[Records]
○ ○ ○ ○ ○ ○ ○

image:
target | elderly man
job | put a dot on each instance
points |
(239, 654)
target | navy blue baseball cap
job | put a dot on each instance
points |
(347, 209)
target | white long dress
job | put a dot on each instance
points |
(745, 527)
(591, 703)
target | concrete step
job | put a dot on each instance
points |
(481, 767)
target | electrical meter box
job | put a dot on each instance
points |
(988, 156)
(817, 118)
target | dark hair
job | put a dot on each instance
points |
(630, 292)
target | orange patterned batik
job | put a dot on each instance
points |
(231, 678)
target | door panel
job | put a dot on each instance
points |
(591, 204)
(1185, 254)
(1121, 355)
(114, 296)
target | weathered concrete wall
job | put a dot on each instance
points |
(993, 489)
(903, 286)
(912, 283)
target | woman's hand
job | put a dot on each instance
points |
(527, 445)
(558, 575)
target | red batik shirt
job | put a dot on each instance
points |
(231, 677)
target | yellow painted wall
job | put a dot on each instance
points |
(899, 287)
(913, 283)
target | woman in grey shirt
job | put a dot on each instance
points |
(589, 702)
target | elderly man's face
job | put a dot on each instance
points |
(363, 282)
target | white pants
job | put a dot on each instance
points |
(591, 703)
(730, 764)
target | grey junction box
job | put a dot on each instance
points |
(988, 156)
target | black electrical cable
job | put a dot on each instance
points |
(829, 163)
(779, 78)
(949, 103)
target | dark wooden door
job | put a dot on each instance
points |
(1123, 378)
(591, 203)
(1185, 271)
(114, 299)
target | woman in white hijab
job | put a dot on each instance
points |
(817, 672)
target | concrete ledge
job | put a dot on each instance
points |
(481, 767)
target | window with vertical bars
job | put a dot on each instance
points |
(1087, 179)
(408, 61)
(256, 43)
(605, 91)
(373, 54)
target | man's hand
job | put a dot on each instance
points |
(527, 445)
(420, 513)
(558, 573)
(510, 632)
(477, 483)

○ ○ ○ ○ ○ ○ ○

| Goal |
Lay out the stretch of the listing from the line containing "target | elderly man's face" through its end as a JSON list of strings, one string per line, omitting any blank lines.

| Result |
[
  "target | elderly man's face",
  "job | put a dot on each instance",
  "points |",
  "(363, 282)",
  "target | white pants",
  "job | put a dot on each instance",
  "points |",
  "(591, 703)",
  "(730, 764)",
  "target | grey junction box",
  "job | put a dot on each instance",
  "points |",
  "(988, 156)",
  "target | black electrical cable",
  "job | put a dot on each instance",
  "points |",
  "(829, 163)",
  "(779, 78)",
  "(949, 103)",
  "target | dark wooden door",
  "job | put a dot on each instance",
  "points |",
  "(1123, 378)",
  "(591, 203)",
  "(1185, 271)",
  "(114, 299)",
  "target | woman in white hijab",
  "job | put a dot on each instance",
  "points |",
  "(817, 672)",
  "target | concrete ledge",
  "job | put a dot on each instance",
  "points |",
  "(481, 767)",
  "target | window with vertical bars",
  "job | put a dot on each instance",
  "points |",
  "(1087, 179)",
  "(408, 61)",
  "(256, 43)",
  "(605, 91)",
  "(373, 54)",
  "target | man's hand",
  "job | put a dot on each instance",
  "points |",
  "(527, 445)",
  "(420, 513)",
  "(558, 573)",
  "(510, 632)",
  "(477, 483)"
]